→ **QUOTED PASSAGE**
Tell me you favourite lolly-stick joke.

Please :)

Or your least favourite. Or merely one you remember but don't have any real opinion on.

To clarify: ideally I'd like actual, genuine lolly-stick jokes. Not some sort of post-modern, ironic take on the concept. And absolutely definitely not ones that sound a bit like lolly-stick jokes but are, in fact, funny.

(I take it there's on one here young enough to be saying "a what joke"? Although I guess there may be someone who was insufficiently based in the UK at the time.

When I was a kid, an ice lolly bought from the ice-cream van would have a joke printed on the stick. Usually it would be a question-and-answer style of joke, and the question would be on the visible, sticky-out end. Once you'd eaten the lolly, the answer would be revealed.

The jokes were always printed in pale, brownish ink, and looked like they'd been imprinted onto the stick with a John Bull printing outfit. The jokes were, univerally, terrible.

A few weeks ago, I bought the right sort of lolly from the ice-cream van in Kirtlington (stuff your expensive ices, cheap lemonade or cider lollies are where it's at) and was disappointed to find no joke. I'm not sure when jokes disappeared, but I think they were gone by the 90s.

→ **INFORMATION SHOWN**
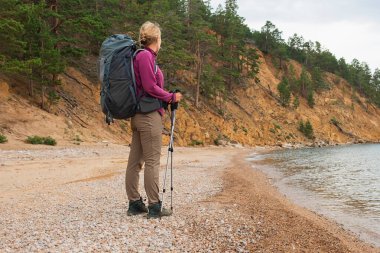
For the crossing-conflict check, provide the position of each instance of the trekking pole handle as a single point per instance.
(174, 106)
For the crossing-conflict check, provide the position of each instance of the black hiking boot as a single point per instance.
(156, 212)
(137, 207)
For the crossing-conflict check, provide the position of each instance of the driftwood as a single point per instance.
(76, 80)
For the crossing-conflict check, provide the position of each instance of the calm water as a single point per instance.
(342, 183)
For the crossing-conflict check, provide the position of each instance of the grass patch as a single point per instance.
(41, 140)
(3, 139)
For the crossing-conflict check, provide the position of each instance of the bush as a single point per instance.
(334, 121)
(41, 140)
(3, 139)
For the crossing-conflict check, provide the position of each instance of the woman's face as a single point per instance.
(158, 43)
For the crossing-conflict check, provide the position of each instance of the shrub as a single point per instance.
(3, 139)
(41, 140)
(334, 121)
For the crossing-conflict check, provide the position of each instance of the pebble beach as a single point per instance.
(73, 200)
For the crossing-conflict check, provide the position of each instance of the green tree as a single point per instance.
(296, 102)
(307, 129)
(310, 98)
(317, 79)
(269, 37)
(305, 83)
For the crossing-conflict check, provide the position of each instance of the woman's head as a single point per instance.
(150, 34)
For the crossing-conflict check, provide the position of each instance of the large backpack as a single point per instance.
(118, 87)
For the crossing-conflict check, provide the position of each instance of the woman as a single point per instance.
(147, 128)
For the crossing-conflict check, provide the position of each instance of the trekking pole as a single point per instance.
(173, 107)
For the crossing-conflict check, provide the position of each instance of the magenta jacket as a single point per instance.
(147, 80)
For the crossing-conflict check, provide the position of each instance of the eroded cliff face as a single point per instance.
(250, 116)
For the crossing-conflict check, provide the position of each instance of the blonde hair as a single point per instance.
(149, 33)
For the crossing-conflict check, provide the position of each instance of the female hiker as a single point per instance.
(147, 127)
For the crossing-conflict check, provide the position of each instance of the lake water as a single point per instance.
(342, 183)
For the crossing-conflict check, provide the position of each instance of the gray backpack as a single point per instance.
(118, 97)
(118, 88)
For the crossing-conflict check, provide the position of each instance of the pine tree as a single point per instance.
(284, 90)
(296, 102)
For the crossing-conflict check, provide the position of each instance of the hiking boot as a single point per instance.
(137, 207)
(156, 212)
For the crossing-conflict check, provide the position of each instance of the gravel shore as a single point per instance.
(73, 200)
(89, 214)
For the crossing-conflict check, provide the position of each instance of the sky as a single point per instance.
(347, 28)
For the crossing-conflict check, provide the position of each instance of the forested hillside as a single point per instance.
(212, 56)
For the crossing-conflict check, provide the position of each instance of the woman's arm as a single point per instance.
(149, 80)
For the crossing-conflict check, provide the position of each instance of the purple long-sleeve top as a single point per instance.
(148, 81)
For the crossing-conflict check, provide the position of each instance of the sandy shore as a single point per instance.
(72, 199)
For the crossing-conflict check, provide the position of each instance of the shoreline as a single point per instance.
(221, 204)
(285, 225)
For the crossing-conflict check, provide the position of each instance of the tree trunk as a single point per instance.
(43, 97)
(31, 73)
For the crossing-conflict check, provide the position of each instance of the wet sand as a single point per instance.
(73, 199)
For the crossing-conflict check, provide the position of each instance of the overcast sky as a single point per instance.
(348, 28)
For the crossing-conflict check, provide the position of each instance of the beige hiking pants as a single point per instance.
(145, 147)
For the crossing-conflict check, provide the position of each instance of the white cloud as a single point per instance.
(347, 28)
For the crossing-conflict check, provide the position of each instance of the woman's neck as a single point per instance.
(154, 47)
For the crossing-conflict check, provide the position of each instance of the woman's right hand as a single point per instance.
(178, 96)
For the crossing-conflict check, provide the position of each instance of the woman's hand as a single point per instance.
(178, 96)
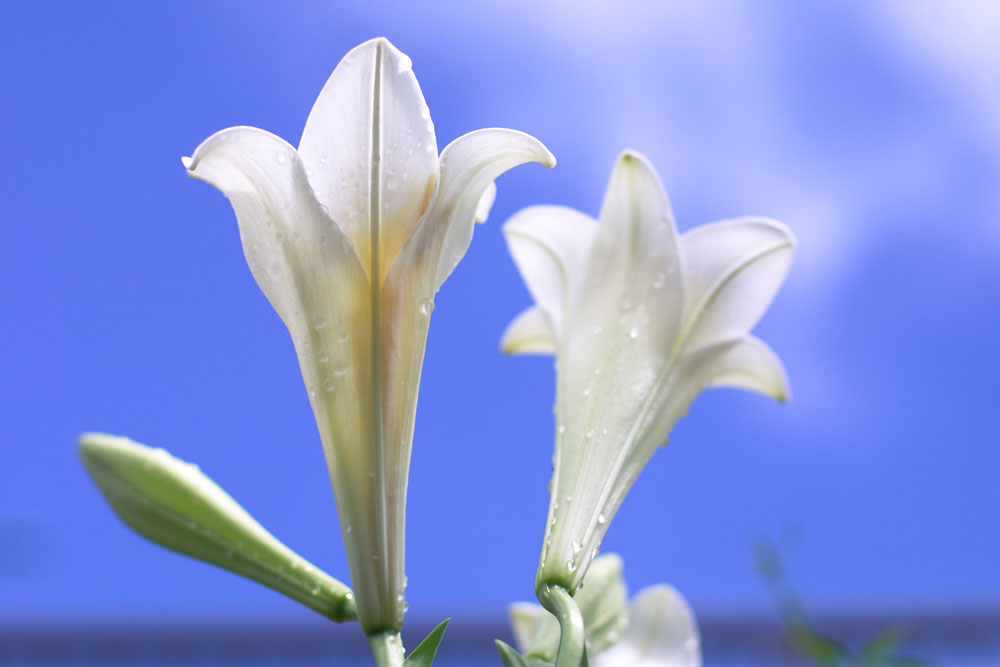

→ **WHAT THE TASK REQUIRES**
In the text on lolly-stick jokes, where on the stick was the question part of the joke printed?

→ **OUTPUT FOR THIS TASK**
On the visible, sticky-out end of the stick.